── Supplied records

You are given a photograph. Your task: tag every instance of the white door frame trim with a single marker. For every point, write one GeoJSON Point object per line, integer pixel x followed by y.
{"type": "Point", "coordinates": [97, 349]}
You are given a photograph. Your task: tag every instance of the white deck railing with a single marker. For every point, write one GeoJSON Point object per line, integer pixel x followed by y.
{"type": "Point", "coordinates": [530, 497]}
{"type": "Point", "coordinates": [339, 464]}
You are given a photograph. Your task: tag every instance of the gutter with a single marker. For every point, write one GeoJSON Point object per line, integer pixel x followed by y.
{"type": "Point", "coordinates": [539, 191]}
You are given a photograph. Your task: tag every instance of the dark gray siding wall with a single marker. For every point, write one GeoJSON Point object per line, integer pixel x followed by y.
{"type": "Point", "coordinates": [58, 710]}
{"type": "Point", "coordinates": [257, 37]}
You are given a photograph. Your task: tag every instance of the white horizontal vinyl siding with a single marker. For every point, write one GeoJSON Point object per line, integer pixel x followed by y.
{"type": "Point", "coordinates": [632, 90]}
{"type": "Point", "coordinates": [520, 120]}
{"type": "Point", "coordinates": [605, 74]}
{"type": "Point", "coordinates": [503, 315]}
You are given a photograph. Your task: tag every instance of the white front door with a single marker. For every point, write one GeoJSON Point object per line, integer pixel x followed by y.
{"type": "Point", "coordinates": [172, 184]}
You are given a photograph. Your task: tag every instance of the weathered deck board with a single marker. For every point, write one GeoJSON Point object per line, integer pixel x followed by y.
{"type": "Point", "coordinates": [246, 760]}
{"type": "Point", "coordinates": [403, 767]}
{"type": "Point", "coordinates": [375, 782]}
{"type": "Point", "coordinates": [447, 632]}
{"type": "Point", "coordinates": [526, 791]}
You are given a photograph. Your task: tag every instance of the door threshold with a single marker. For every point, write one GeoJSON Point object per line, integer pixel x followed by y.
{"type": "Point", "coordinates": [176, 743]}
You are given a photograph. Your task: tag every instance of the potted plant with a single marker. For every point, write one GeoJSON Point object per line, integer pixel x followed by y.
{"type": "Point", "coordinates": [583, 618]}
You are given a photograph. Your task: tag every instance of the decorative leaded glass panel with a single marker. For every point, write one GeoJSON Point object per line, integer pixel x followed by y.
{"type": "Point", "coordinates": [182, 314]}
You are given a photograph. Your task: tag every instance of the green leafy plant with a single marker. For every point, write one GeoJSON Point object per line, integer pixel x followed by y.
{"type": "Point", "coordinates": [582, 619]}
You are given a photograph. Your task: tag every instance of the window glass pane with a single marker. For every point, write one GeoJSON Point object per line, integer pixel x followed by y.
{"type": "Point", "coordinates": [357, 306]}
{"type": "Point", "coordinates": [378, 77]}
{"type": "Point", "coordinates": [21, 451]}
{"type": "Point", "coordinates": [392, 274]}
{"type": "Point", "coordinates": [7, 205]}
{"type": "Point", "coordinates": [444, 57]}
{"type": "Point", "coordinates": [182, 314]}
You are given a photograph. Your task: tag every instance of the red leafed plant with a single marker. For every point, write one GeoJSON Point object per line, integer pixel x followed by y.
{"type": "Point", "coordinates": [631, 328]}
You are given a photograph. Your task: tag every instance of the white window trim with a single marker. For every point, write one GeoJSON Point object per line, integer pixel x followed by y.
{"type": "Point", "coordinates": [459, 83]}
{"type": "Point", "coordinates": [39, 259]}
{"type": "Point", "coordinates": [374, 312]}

────

> _What is needed_
The answer must restate each entry word for word.

> _Finished task_
You are given a photograph. Your task: tag every instance of the white door frame trim with a single marker. For every point, write one GeoJSON Point object per line, integer pixel x followed by y.
{"type": "Point", "coordinates": [97, 349]}
You are given a photograph. Your task: tag every instance of the white deck railing with a single marker. For every point, write one GeoJSON Point object per line, integer pixel x followed by y.
{"type": "Point", "coordinates": [530, 497]}
{"type": "Point", "coordinates": [339, 464]}
You are given a photograph. Your task: tag every instance of the gutter with a single marker. For every point, write one GeoJSON Point object per line, integer pixel x followed by y.
{"type": "Point", "coordinates": [539, 191]}
You are given a photograph. Your task: tag every instance of the dark gray siding wall with a single marker. For every point, write one GeoJSON Point object per line, integer pixel x followed by y.
{"type": "Point", "coordinates": [58, 710]}
{"type": "Point", "coordinates": [257, 37]}
You are given a photograph. Your task: tag every instance of the white horizontal vinyl siding with a single marker. For every point, write one GeoJSON Point object per line, integer pixel x followed by y.
{"type": "Point", "coordinates": [632, 90]}
{"type": "Point", "coordinates": [520, 120]}
{"type": "Point", "coordinates": [605, 74]}
{"type": "Point", "coordinates": [503, 315]}
You are given a photograph. Your task: tag every instance of the white front door with a single marker. For every point, write one GeoJSON Point object per line, integer pixel x followed by y.
{"type": "Point", "coordinates": [172, 184]}
You are given a photograph. Your task: tag every instance of the weathered deck board with a single marker. For every point, write one GeoJSON Point object per line, integer pixel x followed by y.
{"type": "Point", "coordinates": [246, 760]}
{"type": "Point", "coordinates": [403, 767]}
{"type": "Point", "coordinates": [375, 782]}
{"type": "Point", "coordinates": [447, 632]}
{"type": "Point", "coordinates": [526, 791]}
You are given a photograph. Your task: tag every instance of the door threshold with a single marker. For every point, write one GeoJSON Point object per line, integer pixel x followed by y.
{"type": "Point", "coordinates": [176, 743]}
You are given a photograph. Your task: tag every instance of the potted plant with a single marker. For every point, write one GeoJSON Point object per line, integer pixel x followed by y.
{"type": "Point", "coordinates": [583, 618]}
You are given a photograph. Your task: tag every instance of the decorative leaded glass panel with a single marker. For every point, write one GeoJSON Point object per line, integer pixel x followed by y.
{"type": "Point", "coordinates": [182, 314]}
You are given a photograph. Your task: tag every instance of the green leafy plant with a single marker. For every point, write one GeoJSON Point object per line, integer pixel x followed by y.
{"type": "Point", "coordinates": [582, 619]}
You are given a photograph. Your task: tag every instance of the window glass pane with a single marker. For every point, write one GeoJSON Point object per line, integer pixel x followed by y.
{"type": "Point", "coordinates": [357, 306]}
{"type": "Point", "coordinates": [378, 77]}
{"type": "Point", "coordinates": [21, 451]}
{"type": "Point", "coordinates": [392, 274]}
{"type": "Point", "coordinates": [7, 205]}
{"type": "Point", "coordinates": [444, 57]}
{"type": "Point", "coordinates": [182, 314]}
You are given a photograph. Your task: tag every instance of the red leafed plant with a single marker. For every point, write one GeoJSON Point object per line, integer pixel x followed by y.
{"type": "Point", "coordinates": [631, 328]}
You are given a photograph. Your task: tag every instance of the white window trim with a single marker. For every point, write one GeoJSON Point object per line, integer pixel x followed by y.
{"type": "Point", "coordinates": [459, 83]}
{"type": "Point", "coordinates": [39, 259]}
{"type": "Point", "coordinates": [374, 312]}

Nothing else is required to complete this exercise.